• Given records:
------------------------------------------------

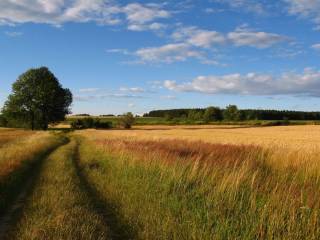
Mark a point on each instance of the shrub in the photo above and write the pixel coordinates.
(126, 120)
(90, 123)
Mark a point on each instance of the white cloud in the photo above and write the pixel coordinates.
(88, 90)
(243, 36)
(306, 83)
(198, 37)
(169, 97)
(140, 14)
(168, 53)
(316, 46)
(247, 5)
(309, 9)
(106, 12)
(193, 42)
(143, 27)
(14, 34)
(132, 89)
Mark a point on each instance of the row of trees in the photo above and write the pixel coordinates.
(232, 113)
(125, 121)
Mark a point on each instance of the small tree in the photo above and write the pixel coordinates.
(212, 114)
(195, 115)
(38, 99)
(126, 120)
(231, 113)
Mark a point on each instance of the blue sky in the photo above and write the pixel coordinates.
(118, 56)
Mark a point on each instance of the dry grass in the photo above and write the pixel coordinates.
(294, 137)
(17, 159)
(58, 207)
(260, 183)
(7, 135)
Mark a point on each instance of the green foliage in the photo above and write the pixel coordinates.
(231, 113)
(245, 114)
(195, 115)
(127, 120)
(212, 114)
(37, 99)
(3, 121)
(86, 123)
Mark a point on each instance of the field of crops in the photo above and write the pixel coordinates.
(161, 182)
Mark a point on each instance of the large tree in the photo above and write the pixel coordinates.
(37, 99)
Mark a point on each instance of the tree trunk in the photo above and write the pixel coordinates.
(32, 121)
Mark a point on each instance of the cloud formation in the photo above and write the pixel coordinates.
(56, 12)
(194, 43)
(247, 5)
(304, 84)
(309, 9)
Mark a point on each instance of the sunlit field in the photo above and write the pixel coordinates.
(7, 135)
(209, 183)
(161, 182)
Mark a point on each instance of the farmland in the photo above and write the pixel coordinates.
(162, 182)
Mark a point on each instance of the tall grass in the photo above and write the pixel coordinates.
(58, 207)
(7, 135)
(184, 190)
(17, 160)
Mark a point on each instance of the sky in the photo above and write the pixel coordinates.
(118, 56)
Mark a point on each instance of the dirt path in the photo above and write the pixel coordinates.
(117, 229)
(58, 202)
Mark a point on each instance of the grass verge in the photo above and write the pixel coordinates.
(59, 208)
(17, 162)
(183, 190)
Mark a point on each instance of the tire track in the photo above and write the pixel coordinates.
(118, 230)
(10, 217)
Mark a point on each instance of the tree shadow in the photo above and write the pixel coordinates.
(118, 229)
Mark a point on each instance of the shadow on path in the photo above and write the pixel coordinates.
(118, 230)
(10, 217)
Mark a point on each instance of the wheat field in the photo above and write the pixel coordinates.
(160, 182)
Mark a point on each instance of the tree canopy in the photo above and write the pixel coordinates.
(37, 99)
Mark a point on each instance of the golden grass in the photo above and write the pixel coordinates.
(58, 207)
(8, 135)
(13, 154)
(236, 183)
(294, 137)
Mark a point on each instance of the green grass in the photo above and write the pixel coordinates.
(18, 161)
(59, 208)
(180, 200)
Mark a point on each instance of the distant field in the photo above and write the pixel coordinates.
(162, 182)
(296, 137)
(163, 121)
(8, 135)
(209, 182)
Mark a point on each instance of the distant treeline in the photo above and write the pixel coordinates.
(233, 113)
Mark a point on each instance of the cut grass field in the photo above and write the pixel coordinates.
(187, 182)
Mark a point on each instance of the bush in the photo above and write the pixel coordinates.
(86, 123)
(127, 120)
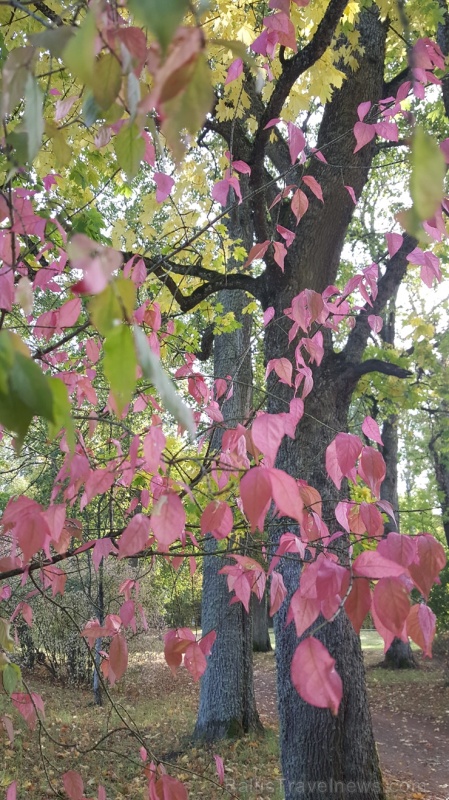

------------------------------------------------

• Challenge: Repeat all of the material above, swapping "photo" for "image" everywhere it occurs and leaving everything else unchanged. Omit the pictures from your answer.

• Written solution:
Mark a point on each instance of the shrub in the image above and write the pixel coordinates.
(126, 120)
(90, 123)
Mark a point on each instance of the white cloud in the image above and write the pixel coordinates.
(88, 90)
(243, 36)
(306, 83)
(198, 37)
(169, 97)
(140, 14)
(168, 53)
(316, 46)
(247, 5)
(309, 9)
(106, 12)
(193, 42)
(143, 27)
(14, 34)
(132, 89)
Mark a point on each instance of the row of trees in the image above and write the pixel coordinates.
(232, 113)
(125, 121)
Mark a point on each instance of the small tree in the image above and write the pixel coordinates.
(212, 114)
(195, 115)
(38, 99)
(126, 120)
(231, 113)
Mark a point on each instance of the blue sky in the image above and write the pixel coordinates.
(118, 56)
Mark a point on each instance of the dry grass in the image above and write the pixel coordinates.
(294, 137)
(17, 159)
(58, 207)
(260, 183)
(7, 135)
Mark a point on each instance of the green foliage in the image above and write the pixel coordinates.
(231, 113)
(245, 114)
(195, 115)
(127, 120)
(212, 114)
(37, 99)
(3, 121)
(86, 123)
Mark a point on each instance of the field of crops in the image above and write the pixel coordinates.
(161, 182)
Mark a point on each instance of the large tree in the image above and write the pixel coordinates.
(37, 99)
Mark a point on each instance of the tree trunk in the image above and write the pixel coordinates.
(32, 121)
Mark a point on each instance of the cloud formation in the image above and write the pixel coordinates.
(56, 12)
(194, 43)
(247, 5)
(304, 84)
(309, 9)
Mark a point on each instance of the sunlit field in the image above and write the pixel coordinates.
(7, 135)
(209, 183)
(161, 182)
Mark a point on each instance of the farmland in the image above and write the pixel coordinates.
(162, 182)
Mark a point on each instance of the tall grass in the image above and write the pixel coordinates.
(58, 207)
(7, 135)
(184, 190)
(17, 160)
Mark a point on each instance of the sky in the image above and write the pixel coordinates.
(118, 56)
Mark a point on each instance of the dirt path in the image above and write the pixel coordinates.
(117, 229)
(58, 202)
Mark a point on each instance of the grass verge in the image above and write the pixel coordinates.
(59, 208)
(17, 162)
(183, 190)
Mark a point on each instance of the tire track in the image above and write the pixel coordinates.
(118, 230)
(10, 217)
Mark a point on each instance of the tree shadow in the image above and write the pixel coordinates.
(118, 229)
Mark a point on each instance of the shadow on path in the image above and write the pixel coordinates.
(118, 230)
(10, 217)
Mark a point on each instance of the wheat field in the image above and write the pixel coordinates.
(160, 182)
Mark a point on each instance of the tree canopy in the image above and write the pixel coordinates.
(37, 99)
Mark a point on each instance of the golden grass in the image above and write the pixel coordinates.
(58, 207)
(8, 135)
(13, 154)
(236, 183)
(294, 137)
Mark a point on each instance of the green grass in the image above and write the pixel coordinates.
(18, 161)
(59, 208)
(180, 200)
Mark a point on each instance of the distant field in the image above and write the pixel coordinates.
(162, 182)
(296, 137)
(163, 121)
(8, 135)
(209, 182)
Mark a point on each instance of the distant treeline in the image above and write the pixel coordinates.
(233, 113)
Mark a point on each instance of the cut grass field in the image above and write the pixel coordinates.
(187, 182)
Mark a point on each instance of the bush in the image above and write the pixel coordinates.
(86, 123)
(127, 120)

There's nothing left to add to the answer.